■ **Short problem**: Transcribe word for word the lines spanning the line with "the chandelier chain" through the end of the records.

■ **Provided entries**:
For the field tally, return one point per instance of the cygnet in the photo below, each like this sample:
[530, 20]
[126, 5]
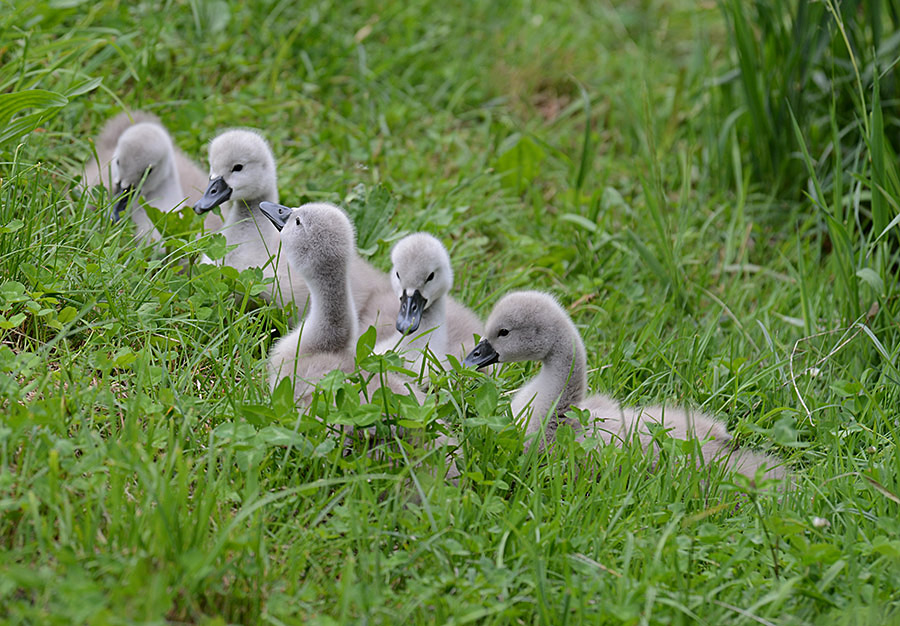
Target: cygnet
[421, 277]
[532, 326]
[136, 158]
[241, 175]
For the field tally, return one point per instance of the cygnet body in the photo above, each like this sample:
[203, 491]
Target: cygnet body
[319, 243]
[421, 277]
[241, 175]
[532, 326]
[137, 158]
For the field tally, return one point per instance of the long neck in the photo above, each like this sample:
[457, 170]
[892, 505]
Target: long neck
[433, 320]
[331, 325]
[169, 194]
[561, 383]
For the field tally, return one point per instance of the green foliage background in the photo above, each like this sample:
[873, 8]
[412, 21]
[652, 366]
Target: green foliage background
[710, 189]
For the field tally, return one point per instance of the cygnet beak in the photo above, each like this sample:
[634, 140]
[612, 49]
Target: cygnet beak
[217, 193]
[482, 356]
[277, 214]
[410, 315]
[121, 204]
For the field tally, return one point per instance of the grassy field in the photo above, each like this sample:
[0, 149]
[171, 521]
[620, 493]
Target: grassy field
[719, 221]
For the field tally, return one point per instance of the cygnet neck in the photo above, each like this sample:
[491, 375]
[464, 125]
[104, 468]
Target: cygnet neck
[331, 325]
[562, 380]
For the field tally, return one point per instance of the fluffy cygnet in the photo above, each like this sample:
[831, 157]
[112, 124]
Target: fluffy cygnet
[241, 175]
[532, 326]
[319, 243]
[421, 277]
[137, 158]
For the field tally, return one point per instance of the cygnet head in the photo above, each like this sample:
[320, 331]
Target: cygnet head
[241, 167]
[318, 238]
[143, 153]
[524, 326]
[421, 276]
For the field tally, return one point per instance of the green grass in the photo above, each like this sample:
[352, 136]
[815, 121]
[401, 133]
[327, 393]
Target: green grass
[610, 153]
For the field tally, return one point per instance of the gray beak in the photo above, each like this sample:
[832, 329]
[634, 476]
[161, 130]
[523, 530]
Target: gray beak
[410, 315]
[482, 355]
[217, 193]
[276, 213]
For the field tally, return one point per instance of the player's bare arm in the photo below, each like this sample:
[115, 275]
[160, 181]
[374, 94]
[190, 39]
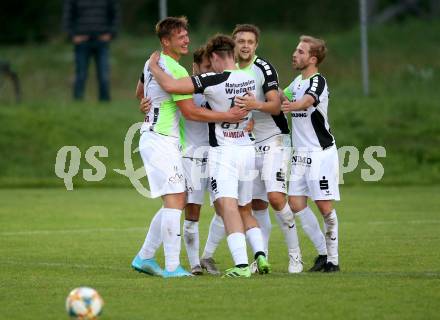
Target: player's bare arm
[168, 83]
[271, 105]
[282, 96]
[191, 112]
[302, 104]
[139, 90]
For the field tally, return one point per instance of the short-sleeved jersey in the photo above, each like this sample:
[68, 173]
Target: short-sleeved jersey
[266, 77]
[220, 90]
[164, 114]
[194, 134]
[310, 128]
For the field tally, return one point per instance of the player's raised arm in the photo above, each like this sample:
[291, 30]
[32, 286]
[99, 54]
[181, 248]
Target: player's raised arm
[271, 105]
[305, 102]
[168, 83]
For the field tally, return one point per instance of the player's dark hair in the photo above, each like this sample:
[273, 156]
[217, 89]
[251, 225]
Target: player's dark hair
[318, 48]
[220, 44]
[246, 28]
[199, 54]
[167, 26]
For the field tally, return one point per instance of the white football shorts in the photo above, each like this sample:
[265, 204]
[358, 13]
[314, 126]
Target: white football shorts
[272, 162]
[315, 174]
[163, 163]
[231, 172]
[196, 175]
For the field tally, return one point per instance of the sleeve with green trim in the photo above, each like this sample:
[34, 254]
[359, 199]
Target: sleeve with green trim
[288, 93]
[179, 72]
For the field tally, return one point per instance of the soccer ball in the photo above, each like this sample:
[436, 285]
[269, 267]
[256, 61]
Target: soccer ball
[84, 303]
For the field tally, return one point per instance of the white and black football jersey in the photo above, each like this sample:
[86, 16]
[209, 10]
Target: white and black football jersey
[310, 127]
[220, 90]
[266, 124]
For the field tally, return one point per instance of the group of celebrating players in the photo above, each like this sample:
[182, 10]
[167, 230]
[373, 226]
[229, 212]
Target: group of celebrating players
[224, 130]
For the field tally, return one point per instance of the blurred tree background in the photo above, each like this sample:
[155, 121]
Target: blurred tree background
[36, 21]
[401, 113]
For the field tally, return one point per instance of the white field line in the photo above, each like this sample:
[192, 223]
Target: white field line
[69, 231]
[73, 231]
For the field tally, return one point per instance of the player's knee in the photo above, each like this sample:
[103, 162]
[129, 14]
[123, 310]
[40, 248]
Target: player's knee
[324, 206]
[175, 201]
[192, 212]
[258, 204]
[277, 200]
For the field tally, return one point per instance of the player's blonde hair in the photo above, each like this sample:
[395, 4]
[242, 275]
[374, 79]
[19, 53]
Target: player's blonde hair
[165, 27]
[220, 44]
[247, 28]
[318, 48]
[199, 54]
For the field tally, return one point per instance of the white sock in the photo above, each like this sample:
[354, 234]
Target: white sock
[331, 236]
[171, 238]
[311, 227]
[265, 224]
[153, 239]
[290, 235]
[215, 236]
[255, 238]
[237, 246]
[191, 239]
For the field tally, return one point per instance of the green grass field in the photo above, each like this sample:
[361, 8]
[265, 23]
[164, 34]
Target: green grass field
[53, 240]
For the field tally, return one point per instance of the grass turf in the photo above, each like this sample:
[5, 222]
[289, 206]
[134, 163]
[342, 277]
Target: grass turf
[53, 240]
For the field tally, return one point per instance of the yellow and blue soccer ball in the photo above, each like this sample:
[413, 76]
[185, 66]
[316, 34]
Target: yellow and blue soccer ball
[84, 303]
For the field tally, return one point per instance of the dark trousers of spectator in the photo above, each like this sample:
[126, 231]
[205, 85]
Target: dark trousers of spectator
[99, 50]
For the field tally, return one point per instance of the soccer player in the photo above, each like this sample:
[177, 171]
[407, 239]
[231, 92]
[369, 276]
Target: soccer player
[159, 148]
[272, 147]
[231, 156]
[315, 167]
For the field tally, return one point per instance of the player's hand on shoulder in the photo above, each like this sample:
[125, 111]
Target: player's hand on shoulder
[145, 105]
[237, 114]
[249, 102]
[286, 106]
[250, 126]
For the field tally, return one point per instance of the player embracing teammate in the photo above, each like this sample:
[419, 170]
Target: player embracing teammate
[252, 84]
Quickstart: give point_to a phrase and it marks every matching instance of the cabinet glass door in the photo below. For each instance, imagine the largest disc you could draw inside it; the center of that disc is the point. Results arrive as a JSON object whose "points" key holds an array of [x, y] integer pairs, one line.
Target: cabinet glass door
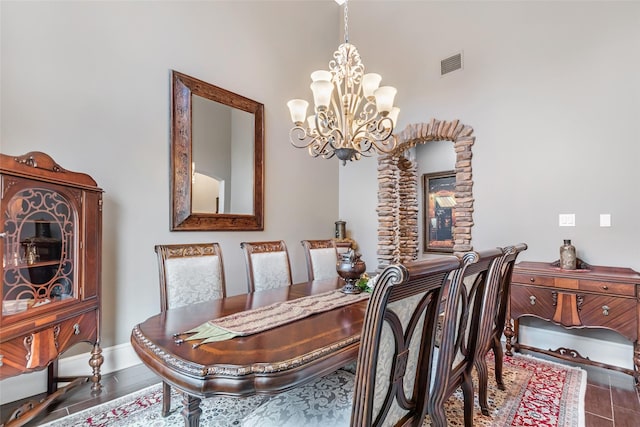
{"points": [[38, 267]]}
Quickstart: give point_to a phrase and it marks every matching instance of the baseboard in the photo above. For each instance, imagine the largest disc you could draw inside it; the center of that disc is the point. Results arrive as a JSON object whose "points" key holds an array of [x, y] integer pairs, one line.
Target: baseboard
{"points": [[115, 358], [613, 352]]}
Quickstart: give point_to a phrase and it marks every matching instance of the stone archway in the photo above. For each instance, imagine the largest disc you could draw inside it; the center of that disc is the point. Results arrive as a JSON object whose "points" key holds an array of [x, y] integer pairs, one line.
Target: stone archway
{"points": [[398, 237]]}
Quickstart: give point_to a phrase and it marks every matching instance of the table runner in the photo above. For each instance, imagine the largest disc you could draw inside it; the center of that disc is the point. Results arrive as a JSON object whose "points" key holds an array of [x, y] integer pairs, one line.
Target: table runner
{"points": [[263, 318]]}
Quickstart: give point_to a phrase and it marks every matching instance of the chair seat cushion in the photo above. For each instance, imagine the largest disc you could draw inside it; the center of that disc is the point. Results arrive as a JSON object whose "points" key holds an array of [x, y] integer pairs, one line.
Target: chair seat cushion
{"points": [[326, 401]]}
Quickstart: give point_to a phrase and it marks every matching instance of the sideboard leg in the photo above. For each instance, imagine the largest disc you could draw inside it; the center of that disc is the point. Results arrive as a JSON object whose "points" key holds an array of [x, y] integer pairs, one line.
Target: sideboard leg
{"points": [[96, 362], [191, 411]]}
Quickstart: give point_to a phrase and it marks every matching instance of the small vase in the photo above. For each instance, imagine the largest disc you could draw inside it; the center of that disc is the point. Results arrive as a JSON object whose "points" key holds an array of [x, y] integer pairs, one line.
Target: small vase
{"points": [[567, 256], [350, 267], [341, 231]]}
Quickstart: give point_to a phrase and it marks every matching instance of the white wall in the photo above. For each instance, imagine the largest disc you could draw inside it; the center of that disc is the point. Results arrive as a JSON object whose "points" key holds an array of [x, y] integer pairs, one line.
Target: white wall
{"points": [[88, 83], [552, 91]]}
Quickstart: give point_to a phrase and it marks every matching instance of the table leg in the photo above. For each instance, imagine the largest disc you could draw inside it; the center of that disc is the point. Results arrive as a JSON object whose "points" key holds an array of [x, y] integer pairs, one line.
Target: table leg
{"points": [[636, 364], [191, 411]]}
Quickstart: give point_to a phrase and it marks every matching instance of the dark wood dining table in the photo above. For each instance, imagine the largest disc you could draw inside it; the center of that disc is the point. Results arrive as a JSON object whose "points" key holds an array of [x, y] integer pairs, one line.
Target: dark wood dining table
{"points": [[267, 362]]}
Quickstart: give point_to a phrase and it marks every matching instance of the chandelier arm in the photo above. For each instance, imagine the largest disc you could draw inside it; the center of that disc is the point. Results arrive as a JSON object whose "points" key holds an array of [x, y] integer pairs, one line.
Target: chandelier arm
{"points": [[316, 144], [325, 127], [350, 127]]}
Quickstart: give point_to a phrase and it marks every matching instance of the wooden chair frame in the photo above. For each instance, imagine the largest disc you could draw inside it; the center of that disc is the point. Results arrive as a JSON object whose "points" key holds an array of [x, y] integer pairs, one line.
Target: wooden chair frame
{"points": [[467, 321], [494, 343], [398, 282]]}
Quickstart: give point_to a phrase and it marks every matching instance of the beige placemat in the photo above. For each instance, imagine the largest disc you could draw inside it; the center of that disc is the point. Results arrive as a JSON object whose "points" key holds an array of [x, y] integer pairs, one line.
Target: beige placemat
{"points": [[261, 319]]}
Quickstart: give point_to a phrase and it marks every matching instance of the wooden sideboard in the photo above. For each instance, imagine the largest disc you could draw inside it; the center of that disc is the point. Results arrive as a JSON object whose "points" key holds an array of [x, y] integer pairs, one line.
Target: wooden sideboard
{"points": [[51, 235], [592, 297]]}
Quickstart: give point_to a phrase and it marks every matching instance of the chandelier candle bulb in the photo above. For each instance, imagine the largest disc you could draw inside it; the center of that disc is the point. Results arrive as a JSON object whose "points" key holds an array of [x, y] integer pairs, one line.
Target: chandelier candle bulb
{"points": [[370, 82], [384, 98], [298, 110]]}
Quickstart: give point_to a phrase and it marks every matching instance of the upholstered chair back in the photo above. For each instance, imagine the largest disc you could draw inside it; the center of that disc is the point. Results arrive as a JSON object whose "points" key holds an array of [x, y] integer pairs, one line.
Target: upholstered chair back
{"points": [[268, 265], [321, 257], [190, 273]]}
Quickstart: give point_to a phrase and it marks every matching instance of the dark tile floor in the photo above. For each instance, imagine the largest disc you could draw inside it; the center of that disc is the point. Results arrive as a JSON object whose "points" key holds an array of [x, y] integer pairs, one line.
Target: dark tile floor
{"points": [[611, 399]]}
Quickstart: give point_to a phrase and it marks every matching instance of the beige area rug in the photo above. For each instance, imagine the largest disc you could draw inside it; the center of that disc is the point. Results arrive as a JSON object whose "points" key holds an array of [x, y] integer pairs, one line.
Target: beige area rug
{"points": [[539, 393]]}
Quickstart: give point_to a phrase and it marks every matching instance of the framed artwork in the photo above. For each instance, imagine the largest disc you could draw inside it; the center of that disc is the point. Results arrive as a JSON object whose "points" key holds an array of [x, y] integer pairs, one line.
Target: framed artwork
{"points": [[438, 211]]}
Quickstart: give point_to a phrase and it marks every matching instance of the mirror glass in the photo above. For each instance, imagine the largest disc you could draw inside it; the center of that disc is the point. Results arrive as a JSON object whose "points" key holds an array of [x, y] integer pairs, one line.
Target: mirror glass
{"points": [[217, 147]]}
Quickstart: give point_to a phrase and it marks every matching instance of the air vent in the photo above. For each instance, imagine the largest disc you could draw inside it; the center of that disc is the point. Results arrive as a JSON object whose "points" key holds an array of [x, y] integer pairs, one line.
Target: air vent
{"points": [[451, 64]]}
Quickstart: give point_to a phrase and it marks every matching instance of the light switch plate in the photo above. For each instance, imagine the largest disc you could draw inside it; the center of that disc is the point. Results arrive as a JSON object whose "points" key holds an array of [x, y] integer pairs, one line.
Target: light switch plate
{"points": [[567, 220]]}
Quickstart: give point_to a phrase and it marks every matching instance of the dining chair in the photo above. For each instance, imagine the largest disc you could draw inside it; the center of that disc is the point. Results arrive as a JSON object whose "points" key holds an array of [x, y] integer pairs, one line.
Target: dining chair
{"points": [[189, 273], [466, 321], [391, 383], [321, 257], [494, 343], [268, 265]]}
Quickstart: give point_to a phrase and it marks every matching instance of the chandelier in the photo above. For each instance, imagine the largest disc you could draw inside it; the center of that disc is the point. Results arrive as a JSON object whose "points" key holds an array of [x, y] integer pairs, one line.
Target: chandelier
{"points": [[353, 115]]}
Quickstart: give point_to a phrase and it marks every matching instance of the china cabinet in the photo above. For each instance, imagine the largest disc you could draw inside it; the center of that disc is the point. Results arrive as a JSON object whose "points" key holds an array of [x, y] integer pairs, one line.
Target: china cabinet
{"points": [[51, 231], [585, 298]]}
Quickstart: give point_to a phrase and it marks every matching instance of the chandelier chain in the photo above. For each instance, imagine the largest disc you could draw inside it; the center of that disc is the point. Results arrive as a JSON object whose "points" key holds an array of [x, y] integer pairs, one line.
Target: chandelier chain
{"points": [[346, 21], [353, 117]]}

■ **Answer to the problem**:
Quickstart: give point_to a phrase and it marks every matching instance of the chandelier chain in the photo above. For each instance, imagine the largest disc you could draw inside it; the center of that disc is the point. Results arrive as a JSON object whose "points" key holds an array of [x, y] integer pairs, one line.
Target: chandelier chain
{"points": [[346, 21], [353, 117]]}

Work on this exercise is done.